Top of MATERIAL TO PROCESS
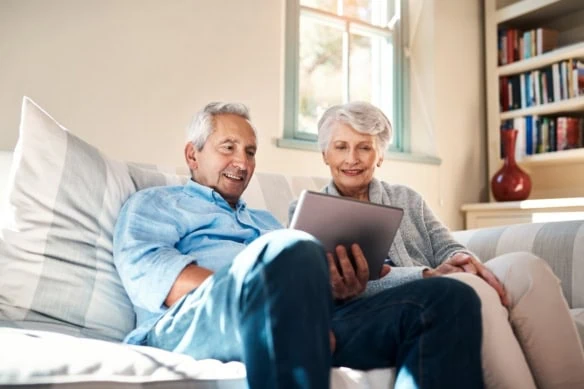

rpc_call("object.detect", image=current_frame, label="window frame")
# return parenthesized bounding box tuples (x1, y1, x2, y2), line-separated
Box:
(282, 0, 410, 154)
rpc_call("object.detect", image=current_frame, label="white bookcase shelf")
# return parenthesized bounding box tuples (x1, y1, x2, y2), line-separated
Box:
(500, 95, 584, 119)
(497, 0, 584, 25)
(520, 147, 584, 165)
(498, 41, 584, 76)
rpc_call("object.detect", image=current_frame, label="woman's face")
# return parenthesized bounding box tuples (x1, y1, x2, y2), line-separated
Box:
(323, 122, 383, 198)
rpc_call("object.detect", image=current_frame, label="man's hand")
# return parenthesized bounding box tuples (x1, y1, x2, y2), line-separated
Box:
(327, 244, 369, 300)
(329, 330, 336, 353)
(424, 253, 509, 307)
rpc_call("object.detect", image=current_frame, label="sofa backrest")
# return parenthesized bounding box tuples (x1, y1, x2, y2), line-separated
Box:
(243, 173, 328, 225)
(0, 150, 327, 227)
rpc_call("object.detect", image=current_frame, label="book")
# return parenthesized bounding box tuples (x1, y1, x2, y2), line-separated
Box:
(552, 63, 561, 102)
(514, 117, 526, 160)
(520, 73, 526, 108)
(536, 28, 559, 55)
(566, 117, 581, 149)
(525, 116, 534, 155)
(578, 60, 584, 95)
(557, 117, 568, 151)
(549, 118, 557, 152)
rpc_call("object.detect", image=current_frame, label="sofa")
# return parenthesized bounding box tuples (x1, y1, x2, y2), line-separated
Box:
(1, 98, 583, 388)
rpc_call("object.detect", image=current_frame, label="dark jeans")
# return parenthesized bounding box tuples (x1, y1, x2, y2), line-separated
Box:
(146, 230, 484, 389)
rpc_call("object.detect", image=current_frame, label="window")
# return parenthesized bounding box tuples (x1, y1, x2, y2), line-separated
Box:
(283, 0, 409, 152)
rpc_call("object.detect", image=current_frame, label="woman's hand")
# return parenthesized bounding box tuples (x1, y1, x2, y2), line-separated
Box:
(424, 253, 509, 307)
(327, 244, 369, 300)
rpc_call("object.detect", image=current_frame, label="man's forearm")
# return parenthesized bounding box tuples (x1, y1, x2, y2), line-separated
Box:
(165, 264, 214, 307)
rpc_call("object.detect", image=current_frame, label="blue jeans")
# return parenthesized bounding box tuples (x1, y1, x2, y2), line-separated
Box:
(146, 230, 484, 389)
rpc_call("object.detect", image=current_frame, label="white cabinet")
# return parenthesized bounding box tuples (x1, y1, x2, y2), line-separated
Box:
(461, 197, 584, 229)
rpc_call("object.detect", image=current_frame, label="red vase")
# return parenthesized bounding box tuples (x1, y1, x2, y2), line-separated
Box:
(491, 129, 531, 201)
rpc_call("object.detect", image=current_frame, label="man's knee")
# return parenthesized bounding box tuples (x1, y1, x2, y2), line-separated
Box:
(425, 277, 482, 317)
(241, 229, 329, 282)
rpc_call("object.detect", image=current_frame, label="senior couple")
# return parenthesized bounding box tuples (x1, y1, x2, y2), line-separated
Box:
(113, 101, 584, 389)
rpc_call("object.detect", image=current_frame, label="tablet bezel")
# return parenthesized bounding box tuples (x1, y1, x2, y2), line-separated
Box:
(289, 190, 404, 280)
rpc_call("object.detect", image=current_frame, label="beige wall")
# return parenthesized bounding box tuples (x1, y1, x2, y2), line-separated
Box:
(0, 0, 486, 230)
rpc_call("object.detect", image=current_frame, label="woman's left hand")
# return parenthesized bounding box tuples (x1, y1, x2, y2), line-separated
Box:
(448, 253, 510, 307)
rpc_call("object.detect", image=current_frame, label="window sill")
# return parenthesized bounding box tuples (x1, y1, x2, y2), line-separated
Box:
(276, 138, 442, 165)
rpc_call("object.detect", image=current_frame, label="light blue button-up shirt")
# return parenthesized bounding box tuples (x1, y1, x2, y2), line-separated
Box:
(113, 179, 282, 343)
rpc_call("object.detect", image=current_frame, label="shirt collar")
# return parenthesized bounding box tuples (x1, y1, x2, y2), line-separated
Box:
(184, 179, 247, 210)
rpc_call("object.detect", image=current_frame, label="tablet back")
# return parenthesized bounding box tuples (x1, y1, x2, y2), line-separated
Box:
(289, 190, 404, 280)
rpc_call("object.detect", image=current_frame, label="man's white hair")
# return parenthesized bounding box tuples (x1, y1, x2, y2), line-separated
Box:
(186, 102, 257, 150)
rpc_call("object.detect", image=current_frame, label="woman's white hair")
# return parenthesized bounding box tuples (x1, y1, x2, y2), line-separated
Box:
(317, 101, 393, 153)
(186, 102, 257, 150)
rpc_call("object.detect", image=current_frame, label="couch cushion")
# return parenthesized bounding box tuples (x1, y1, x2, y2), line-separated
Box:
(0, 97, 184, 341)
(452, 220, 584, 309)
(0, 327, 394, 389)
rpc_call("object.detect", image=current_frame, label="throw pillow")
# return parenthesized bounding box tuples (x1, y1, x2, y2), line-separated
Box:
(0, 97, 185, 341)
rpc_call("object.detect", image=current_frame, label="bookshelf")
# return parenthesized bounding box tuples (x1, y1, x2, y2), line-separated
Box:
(484, 0, 584, 201)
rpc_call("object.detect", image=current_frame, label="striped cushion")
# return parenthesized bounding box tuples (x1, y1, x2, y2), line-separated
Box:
(452, 220, 584, 309)
(0, 98, 185, 341)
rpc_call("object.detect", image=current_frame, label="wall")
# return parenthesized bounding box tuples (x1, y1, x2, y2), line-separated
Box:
(0, 0, 486, 230)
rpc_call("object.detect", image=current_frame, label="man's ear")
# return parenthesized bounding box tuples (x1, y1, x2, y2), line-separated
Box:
(376, 158, 383, 168)
(184, 142, 198, 172)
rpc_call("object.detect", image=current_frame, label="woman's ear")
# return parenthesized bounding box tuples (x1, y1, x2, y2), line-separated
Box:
(322, 151, 329, 165)
(184, 142, 198, 171)
(376, 158, 383, 168)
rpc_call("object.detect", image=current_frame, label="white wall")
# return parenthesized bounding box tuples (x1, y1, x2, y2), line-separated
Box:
(0, 0, 486, 229)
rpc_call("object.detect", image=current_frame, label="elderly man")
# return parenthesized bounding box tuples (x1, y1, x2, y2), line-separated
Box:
(113, 102, 485, 389)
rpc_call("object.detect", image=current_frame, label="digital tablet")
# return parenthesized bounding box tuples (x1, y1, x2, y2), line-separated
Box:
(289, 190, 404, 280)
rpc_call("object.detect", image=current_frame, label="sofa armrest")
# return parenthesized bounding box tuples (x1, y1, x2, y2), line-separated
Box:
(452, 220, 584, 309)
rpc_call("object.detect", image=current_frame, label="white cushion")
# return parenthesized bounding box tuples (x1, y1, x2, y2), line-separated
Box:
(0, 97, 184, 341)
(0, 327, 394, 388)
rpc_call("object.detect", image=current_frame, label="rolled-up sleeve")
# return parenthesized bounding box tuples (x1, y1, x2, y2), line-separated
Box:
(113, 191, 195, 312)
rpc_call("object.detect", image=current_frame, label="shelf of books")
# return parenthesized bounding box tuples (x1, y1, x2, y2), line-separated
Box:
(495, 0, 584, 168)
(501, 115, 584, 165)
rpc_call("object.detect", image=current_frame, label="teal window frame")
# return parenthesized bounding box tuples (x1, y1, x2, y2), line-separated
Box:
(282, 0, 411, 154)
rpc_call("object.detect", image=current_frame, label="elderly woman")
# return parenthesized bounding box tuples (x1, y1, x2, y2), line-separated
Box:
(289, 101, 584, 389)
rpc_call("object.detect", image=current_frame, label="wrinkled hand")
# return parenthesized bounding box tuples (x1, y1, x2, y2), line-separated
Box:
(380, 264, 391, 278)
(424, 253, 509, 307)
(327, 244, 369, 300)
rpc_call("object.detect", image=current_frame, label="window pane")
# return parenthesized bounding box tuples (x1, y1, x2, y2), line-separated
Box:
(349, 33, 372, 102)
(342, 0, 389, 27)
(298, 17, 344, 134)
(349, 33, 394, 145)
(342, 0, 372, 23)
(300, 0, 337, 13)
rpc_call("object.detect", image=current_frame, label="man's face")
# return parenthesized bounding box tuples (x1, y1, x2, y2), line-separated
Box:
(185, 113, 257, 208)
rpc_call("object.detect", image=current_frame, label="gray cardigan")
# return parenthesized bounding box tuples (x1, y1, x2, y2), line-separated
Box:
(288, 178, 472, 295)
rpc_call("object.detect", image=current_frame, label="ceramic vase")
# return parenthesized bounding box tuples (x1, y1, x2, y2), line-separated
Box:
(490, 129, 532, 201)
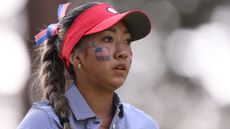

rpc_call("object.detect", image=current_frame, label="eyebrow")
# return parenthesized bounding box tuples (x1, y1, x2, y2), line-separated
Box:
(106, 28, 130, 34)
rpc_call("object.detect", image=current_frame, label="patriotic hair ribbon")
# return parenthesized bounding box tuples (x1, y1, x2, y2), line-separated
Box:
(35, 3, 71, 46)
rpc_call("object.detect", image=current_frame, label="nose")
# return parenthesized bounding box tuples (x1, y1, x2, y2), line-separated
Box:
(114, 44, 132, 60)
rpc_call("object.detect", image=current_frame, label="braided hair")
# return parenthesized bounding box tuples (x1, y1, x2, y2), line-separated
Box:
(33, 2, 98, 129)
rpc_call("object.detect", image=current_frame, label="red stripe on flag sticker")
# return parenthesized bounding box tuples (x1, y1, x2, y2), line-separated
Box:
(95, 47, 111, 61)
(95, 47, 110, 56)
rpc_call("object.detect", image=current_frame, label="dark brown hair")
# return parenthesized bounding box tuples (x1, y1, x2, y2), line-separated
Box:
(33, 2, 98, 129)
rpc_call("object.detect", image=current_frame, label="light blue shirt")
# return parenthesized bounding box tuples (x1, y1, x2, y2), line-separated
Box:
(17, 84, 159, 129)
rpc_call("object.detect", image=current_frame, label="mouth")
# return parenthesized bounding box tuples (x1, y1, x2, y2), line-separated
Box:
(113, 64, 128, 72)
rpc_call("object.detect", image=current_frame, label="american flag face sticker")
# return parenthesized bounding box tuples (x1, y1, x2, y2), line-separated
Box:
(95, 47, 111, 61)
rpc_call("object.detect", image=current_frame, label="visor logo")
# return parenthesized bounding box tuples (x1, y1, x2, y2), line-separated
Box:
(107, 7, 118, 14)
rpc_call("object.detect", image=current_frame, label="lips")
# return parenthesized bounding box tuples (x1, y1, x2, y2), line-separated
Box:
(113, 63, 128, 72)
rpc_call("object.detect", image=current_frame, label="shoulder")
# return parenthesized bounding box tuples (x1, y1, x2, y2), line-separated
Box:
(122, 103, 160, 129)
(17, 101, 60, 129)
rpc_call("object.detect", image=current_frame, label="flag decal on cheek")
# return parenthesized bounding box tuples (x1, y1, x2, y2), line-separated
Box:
(95, 47, 111, 61)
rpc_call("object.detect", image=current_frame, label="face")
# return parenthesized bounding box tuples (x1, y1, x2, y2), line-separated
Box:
(75, 21, 132, 91)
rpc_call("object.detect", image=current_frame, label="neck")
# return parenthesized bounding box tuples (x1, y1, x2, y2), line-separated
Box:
(75, 78, 114, 117)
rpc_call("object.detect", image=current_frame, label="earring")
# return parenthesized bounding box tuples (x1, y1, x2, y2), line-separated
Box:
(77, 64, 81, 70)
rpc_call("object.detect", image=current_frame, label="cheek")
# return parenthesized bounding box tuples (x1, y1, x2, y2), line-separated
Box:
(127, 47, 133, 65)
(83, 42, 110, 61)
(95, 47, 111, 61)
(129, 48, 133, 56)
(127, 46, 133, 59)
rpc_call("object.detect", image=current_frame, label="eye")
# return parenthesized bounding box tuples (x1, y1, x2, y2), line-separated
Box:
(124, 39, 131, 45)
(103, 36, 113, 43)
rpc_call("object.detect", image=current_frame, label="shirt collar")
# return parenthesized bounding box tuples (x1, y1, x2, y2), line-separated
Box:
(113, 93, 124, 118)
(65, 83, 95, 120)
(65, 83, 124, 120)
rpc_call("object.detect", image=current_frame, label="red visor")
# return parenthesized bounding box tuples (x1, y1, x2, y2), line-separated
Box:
(61, 3, 151, 70)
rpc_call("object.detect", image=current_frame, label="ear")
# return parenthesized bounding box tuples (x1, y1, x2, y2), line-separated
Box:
(69, 52, 81, 67)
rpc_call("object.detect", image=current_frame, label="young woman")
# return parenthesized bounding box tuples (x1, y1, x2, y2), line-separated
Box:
(17, 2, 159, 129)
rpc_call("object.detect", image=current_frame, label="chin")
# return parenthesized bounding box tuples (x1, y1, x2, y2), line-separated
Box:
(109, 78, 126, 90)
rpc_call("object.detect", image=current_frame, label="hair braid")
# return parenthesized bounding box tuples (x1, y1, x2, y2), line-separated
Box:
(37, 39, 71, 129)
(34, 2, 99, 129)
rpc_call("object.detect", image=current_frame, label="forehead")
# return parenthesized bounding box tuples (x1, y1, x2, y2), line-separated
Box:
(108, 21, 129, 33)
(111, 21, 128, 31)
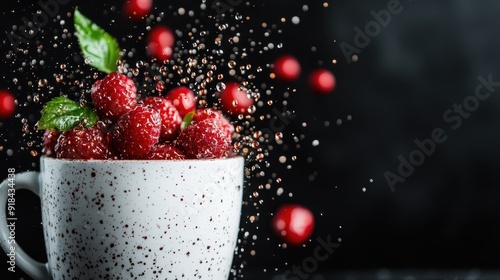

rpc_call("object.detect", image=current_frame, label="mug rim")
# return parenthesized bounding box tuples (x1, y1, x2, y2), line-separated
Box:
(40, 155, 244, 163)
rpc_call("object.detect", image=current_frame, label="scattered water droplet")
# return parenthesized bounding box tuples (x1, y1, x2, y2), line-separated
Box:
(156, 81, 165, 92)
(275, 132, 283, 141)
(216, 82, 226, 92)
(38, 79, 47, 87)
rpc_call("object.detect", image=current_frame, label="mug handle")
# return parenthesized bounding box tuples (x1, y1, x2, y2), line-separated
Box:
(0, 171, 51, 280)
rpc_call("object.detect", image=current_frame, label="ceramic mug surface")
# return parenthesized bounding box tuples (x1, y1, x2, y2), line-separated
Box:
(0, 156, 244, 280)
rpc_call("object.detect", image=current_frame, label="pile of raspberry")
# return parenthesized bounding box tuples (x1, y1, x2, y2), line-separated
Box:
(43, 72, 234, 160)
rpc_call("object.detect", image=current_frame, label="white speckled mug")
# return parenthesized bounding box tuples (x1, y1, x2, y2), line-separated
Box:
(0, 156, 244, 280)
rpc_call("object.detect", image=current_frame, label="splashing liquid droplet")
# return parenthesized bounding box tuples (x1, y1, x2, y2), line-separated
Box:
(216, 82, 226, 92)
(38, 79, 47, 87)
(156, 81, 165, 92)
(275, 132, 283, 141)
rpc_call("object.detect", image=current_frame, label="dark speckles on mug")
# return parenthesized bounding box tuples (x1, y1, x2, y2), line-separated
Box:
(39, 156, 243, 279)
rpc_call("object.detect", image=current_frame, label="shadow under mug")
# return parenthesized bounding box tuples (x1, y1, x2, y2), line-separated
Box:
(0, 156, 244, 279)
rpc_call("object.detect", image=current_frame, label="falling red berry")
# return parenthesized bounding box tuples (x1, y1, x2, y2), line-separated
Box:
(55, 126, 115, 160)
(219, 82, 254, 116)
(123, 0, 153, 21)
(143, 97, 182, 141)
(42, 130, 59, 157)
(272, 204, 315, 246)
(147, 25, 175, 61)
(0, 90, 16, 119)
(176, 118, 232, 159)
(165, 86, 196, 118)
(309, 69, 336, 94)
(192, 108, 234, 136)
(112, 105, 162, 159)
(274, 55, 301, 82)
(91, 72, 137, 121)
(141, 144, 185, 160)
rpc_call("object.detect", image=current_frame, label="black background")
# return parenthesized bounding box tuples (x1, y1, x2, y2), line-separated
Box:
(1, 0, 500, 279)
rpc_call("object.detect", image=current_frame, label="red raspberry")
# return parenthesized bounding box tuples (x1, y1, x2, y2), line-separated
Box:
(42, 130, 59, 157)
(55, 126, 114, 160)
(192, 108, 223, 122)
(309, 68, 336, 94)
(141, 144, 185, 160)
(91, 72, 137, 120)
(0, 89, 16, 119)
(165, 86, 196, 118)
(219, 82, 254, 116)
(123, 0, 152, 21)
(274, 55, 301, 82)
(143, 97, 182, 141)
(192, 108, 234, 136)
(147, 25, 175, 61)
(176, 118, 232, 159)
(272, 204, 315, 246)
(112, 105, 161, 159)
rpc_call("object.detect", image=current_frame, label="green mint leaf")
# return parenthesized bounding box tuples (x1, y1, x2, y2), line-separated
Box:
(74, 8, 120, 74)
(38, 96, 99, 132)
(181, 111, 195, 130)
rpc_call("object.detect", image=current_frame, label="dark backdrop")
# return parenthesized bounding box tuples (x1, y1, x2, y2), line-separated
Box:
(1, 0, 500, 279)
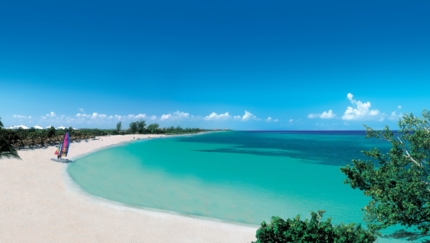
Bottom of MATERIAL TO PROCESS
*INSTRUCTIONS FOR THE TASK*.
Across the entries above, how many lines include "elderly"? State only that number.

*RESULT FOR THIS EXERCISE*.
2